**TASK GOAL:** Copy every one of the entries below word for word, keeping each line, letter and number unchanged.

**RECORDS:**
────────────────────

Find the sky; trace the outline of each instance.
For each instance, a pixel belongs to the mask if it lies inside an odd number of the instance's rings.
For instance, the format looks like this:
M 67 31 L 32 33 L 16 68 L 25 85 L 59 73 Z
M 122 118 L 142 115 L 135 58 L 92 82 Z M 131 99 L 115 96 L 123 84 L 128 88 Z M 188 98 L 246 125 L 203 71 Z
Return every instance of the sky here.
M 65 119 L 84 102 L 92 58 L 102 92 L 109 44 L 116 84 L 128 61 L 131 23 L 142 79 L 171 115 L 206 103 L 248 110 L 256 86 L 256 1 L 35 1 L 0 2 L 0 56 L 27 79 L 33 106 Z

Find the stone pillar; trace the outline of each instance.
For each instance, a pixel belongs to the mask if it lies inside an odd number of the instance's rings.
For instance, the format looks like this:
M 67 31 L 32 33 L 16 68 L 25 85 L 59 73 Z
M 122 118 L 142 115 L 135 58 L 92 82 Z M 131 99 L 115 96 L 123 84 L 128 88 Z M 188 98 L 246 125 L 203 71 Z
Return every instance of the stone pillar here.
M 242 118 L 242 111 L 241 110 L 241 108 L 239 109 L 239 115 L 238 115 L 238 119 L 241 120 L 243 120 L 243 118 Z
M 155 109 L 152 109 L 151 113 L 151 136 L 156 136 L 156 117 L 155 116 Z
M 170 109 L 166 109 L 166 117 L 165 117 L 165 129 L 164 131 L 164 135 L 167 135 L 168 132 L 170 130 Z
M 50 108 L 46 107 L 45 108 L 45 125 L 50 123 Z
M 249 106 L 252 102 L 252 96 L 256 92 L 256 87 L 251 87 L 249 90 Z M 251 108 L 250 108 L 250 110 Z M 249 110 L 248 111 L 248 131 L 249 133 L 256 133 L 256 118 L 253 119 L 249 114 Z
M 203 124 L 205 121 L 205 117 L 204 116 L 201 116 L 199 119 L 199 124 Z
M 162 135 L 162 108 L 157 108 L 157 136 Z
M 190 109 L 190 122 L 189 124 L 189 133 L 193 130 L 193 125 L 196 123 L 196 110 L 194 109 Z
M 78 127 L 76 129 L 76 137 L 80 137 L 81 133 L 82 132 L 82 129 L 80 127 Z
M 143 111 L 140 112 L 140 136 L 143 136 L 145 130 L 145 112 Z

────────────────────

**WRITTEN RESPONSE:**
Find the sky; trace the outline of each instance.
For each instance, a pixel belongs to the mask if it lies inside an odd number of the instance's rings.
For instance, the format looks like this:
M 67 31 L 32 33 L 16 68 L 25 85 L 59 73 Z
M 122 118 L 142 115 L 135 58 L 92 82 Z M 131 99 L 115 96 L 123 84 L 128 88 Z M 188 98 L 246 125 L 203 71 Z
Return every instance of the sky here.
M 65 119 L 84 102 L 92 58 L 102 92 L 109 44 L 116 84 L 128 61 L 131 23 L 142 79 L 171 115 L 206 103 L 248 110 L 256 86 L 256 1 L 35 1 L 0 2 L 0 56 L 27 79 L 33 106 Z

Find the stone pillar; trace the outline of each instance.
For each instance, a pixel belongs to the mask if it lies inside an odd number of the instance's rings.
For instance, the format looks like this:
M 67 31 L 32 33 L 16 68 L 25 85 L 59 73 Z
M 122 118 L 142 115 L 135 58 L 92 82 Z M 131 99 L 115 96 L 123 84 L 128 88 Z M 188 98 L 246 125 L 203 71 Z
Return every instance of the stone pillar here.
M 242 118 L 242 111 L 241 110 L 241 108 L 239 109 L 239 115 L 238 115 L 238 119 L 241 120 L 243 120 L 243 118 Z
M 155 109 L 152 109 L 151 113 L 151 136 L 156 136 L 156 117 L 155 116 Z
M 170 109 L 166 109 L 166 117 L 165 117 L 165 129 L 164 131 L 164 135 L 167 135 L 168 132 L 170 130 Z
M 50 108 L 46 107 L 45 108 L 45 125 L 50 123 Z
M 249 106 L 252 102 L 252 96 L 256 92 L 256 87 L 251 87 L 249 90 Z M 251 108 L 250 108 L 250 110 Z M 249 110 L 248 111 L 248 131 L 249 133 L 256 133 L 256 118 L 253 119 L 249 114 Z
M 203 124 L 205 121 L 205 117 L 204 116 L 201 116 L 199 119 L 199 124 Z
M 162 135 L 162 108 L 157 108 L 157 136 Z
M 190 109 L 190 122 L 189 124 L 189 133 L 193 130 L 193 125 L 196 123 L 196 110 L 194 109 Z
M 78 127 L 76 129 L 76 137 L 80 137 L 81 133 L 82 132 L 82 129 L 80 127 Z
M 143 111 L 140 112 L 140 136 L 143 136 L 145 130 L 145 112 Z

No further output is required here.